THE EXERCISE -> Retype the part of the quadrant text below word for word, starting with "The bob was" and going on through "Alloy Quadrant (front)".

PASSAGE ->
============

Simple
Quadrants
The quadrant is one of the earliest and simplest of measuring instruments for astronomy, navigation, and surveying. In operation one sights an object, such as a star, through the two sighting vanes along the 90° line (right edge in picture above), while holding the quadrant in one hand, and then clamps the string against the scale with the other hand. When sighting the Sun, one lines the quadrant up such that the image of the Sun formed by the upper pinnule falls on the lower pinnule. One then clamps the string as above and reads the angle on the scale.
Large Wood Quadrant
I constructed the instrument shown above in 1986 of 1/2" Ash plank recovered from pieces of an old broken cabinet I found. It has a radius from tip to edge of 9 3/8". The straight edges were cut and squared on a table saw, then the arc was rough-cut with a band saw. The straight edges were then finished with a Jack-plane, and the arc finished by hand with a Stanley Compass-plane. (I really enjoy using hand tools, but I don't have the time or patience to use them exclusively, so most of my rough work involves power tools.) To provide a better surface for drawing and writing a sheet of "parchment" paper was glued onto the wood base. The graduations (initially penciled in using a protractor), lettering etc. were then done with India ink with drafting and calligraphy pens.
The bob was hand turned on a wood lathe from 3/8" brass round stock with a file (careful, if it grabs you can be damaged). There is a small hole in the top for the thread, with a cross hole through the grooved part to tie it. The sites are fabricated from 12 gauge brass sheet stock with carefully centered holes. The sites have an inverted "J" profile, with the stem in the wood and the curve overhanging the parchment. This allows the holes to align over the 90° line and the thread of the plumb bob to also line up at 90°. This quadrant has a shadow square (discussed below) as well as the graduated arc for aid in solving
5" Copper Alloy Quadrant (front)

============

EXCERPTED DATA ->
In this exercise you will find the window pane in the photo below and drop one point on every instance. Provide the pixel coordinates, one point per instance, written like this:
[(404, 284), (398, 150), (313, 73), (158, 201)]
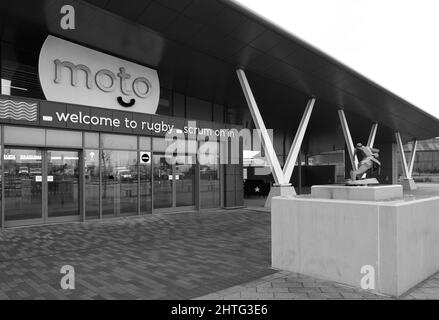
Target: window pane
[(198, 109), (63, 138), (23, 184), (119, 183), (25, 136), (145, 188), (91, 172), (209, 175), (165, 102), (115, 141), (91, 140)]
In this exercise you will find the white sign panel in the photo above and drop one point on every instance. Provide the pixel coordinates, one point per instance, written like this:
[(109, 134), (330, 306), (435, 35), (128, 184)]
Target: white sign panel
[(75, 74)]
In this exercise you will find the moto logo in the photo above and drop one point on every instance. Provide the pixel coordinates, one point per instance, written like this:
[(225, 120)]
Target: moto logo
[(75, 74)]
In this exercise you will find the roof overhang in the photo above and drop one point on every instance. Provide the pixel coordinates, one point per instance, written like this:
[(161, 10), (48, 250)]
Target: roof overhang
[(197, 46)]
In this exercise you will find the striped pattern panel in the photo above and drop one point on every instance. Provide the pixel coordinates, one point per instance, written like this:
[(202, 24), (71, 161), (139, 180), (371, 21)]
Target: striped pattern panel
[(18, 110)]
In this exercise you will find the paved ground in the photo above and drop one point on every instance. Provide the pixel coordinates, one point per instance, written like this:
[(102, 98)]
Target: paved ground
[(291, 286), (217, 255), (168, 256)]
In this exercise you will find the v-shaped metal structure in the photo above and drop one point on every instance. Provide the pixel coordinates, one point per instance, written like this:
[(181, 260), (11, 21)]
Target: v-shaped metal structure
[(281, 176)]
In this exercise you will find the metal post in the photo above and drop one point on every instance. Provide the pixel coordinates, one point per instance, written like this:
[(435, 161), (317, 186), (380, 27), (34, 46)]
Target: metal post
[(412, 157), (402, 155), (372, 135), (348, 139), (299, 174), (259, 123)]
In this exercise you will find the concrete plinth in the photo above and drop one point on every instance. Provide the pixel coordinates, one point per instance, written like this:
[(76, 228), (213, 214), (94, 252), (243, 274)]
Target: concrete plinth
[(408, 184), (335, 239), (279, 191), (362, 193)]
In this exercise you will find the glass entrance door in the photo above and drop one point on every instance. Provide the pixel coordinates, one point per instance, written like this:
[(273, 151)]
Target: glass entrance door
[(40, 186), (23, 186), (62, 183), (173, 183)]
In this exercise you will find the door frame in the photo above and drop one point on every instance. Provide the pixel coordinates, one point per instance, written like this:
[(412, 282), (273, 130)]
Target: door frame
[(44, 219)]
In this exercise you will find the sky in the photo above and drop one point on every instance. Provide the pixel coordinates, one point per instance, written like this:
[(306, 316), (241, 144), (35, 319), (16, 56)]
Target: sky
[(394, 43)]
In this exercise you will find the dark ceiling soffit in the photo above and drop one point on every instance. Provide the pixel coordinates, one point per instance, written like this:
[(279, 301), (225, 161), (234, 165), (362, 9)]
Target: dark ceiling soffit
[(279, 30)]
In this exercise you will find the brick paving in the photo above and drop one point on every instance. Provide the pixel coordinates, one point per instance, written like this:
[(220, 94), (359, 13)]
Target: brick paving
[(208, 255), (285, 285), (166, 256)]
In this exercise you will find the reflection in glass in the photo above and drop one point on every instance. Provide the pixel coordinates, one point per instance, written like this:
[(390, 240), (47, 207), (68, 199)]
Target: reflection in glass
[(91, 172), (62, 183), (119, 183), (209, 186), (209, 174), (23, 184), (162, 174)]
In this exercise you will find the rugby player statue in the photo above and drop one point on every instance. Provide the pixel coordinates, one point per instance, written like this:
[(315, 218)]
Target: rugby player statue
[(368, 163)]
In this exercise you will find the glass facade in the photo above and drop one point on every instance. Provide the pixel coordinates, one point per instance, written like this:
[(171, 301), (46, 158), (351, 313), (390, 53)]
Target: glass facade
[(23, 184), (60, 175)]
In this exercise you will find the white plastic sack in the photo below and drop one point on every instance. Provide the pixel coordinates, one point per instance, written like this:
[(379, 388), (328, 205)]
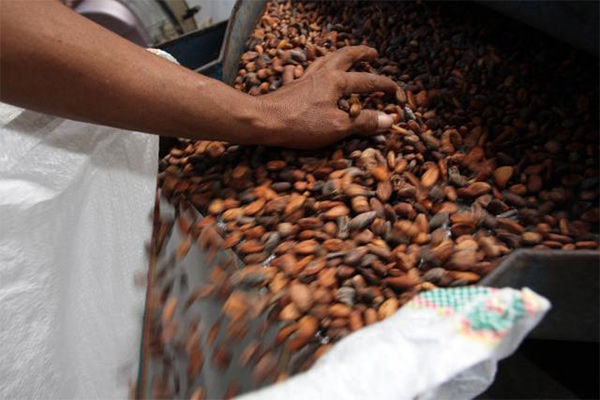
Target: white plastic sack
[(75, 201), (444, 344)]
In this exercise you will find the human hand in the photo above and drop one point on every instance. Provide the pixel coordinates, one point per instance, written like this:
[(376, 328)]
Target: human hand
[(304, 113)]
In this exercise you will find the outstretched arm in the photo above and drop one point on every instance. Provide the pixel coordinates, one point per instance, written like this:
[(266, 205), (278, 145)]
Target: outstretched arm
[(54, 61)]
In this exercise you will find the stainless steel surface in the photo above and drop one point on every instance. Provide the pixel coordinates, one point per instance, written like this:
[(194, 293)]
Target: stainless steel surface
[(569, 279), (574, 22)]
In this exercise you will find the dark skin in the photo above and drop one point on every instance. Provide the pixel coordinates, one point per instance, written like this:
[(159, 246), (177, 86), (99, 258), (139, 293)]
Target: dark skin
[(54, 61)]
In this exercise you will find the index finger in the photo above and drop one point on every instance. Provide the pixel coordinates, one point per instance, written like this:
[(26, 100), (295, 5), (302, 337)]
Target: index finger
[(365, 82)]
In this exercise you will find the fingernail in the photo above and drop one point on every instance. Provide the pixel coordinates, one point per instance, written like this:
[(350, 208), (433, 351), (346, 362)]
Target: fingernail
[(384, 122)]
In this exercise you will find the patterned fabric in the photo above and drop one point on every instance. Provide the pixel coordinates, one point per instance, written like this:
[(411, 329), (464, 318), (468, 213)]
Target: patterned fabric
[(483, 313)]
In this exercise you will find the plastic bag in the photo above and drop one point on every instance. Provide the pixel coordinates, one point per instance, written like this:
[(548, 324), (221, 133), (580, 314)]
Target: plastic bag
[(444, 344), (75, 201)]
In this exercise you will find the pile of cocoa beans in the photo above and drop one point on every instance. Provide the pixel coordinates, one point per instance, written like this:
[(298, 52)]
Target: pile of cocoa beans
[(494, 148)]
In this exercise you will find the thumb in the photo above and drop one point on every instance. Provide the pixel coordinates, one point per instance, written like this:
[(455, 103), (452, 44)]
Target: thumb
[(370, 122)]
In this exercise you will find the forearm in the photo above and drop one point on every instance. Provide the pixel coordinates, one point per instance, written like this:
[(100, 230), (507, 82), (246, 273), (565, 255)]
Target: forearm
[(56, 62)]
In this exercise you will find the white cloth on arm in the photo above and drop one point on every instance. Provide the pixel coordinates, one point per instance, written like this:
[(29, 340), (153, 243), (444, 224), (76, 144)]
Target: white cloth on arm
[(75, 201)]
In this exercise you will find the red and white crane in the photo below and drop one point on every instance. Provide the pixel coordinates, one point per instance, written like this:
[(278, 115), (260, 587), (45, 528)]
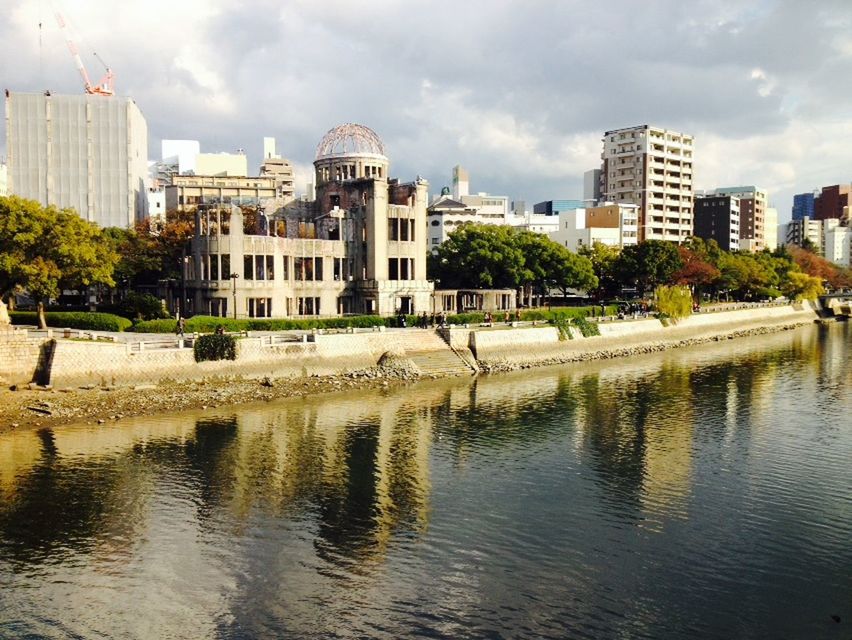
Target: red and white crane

============

ANSWER TO THE TASK ->
The bob was hand turned on a wood lathe from 3/8" brass round stock with a file (careful, if it grabs you can be damaged). There is a small hole in the top for the thread, with a cross hole through the grooved part to tie it. The sites are fabricated from 12 gauge brass sheet stock with carefully centered holes. The sites have an inverted "J" profile, with the stem in the wood and the curve overhanging the parchment. This allows the holes to align over the 90° line and the thread of the plumb bob to also line up at 90°. This quadrant has a shadow square (discussed below) as well as the graduated arc for aid in solving
5" Copper Alloy Quadrant (front)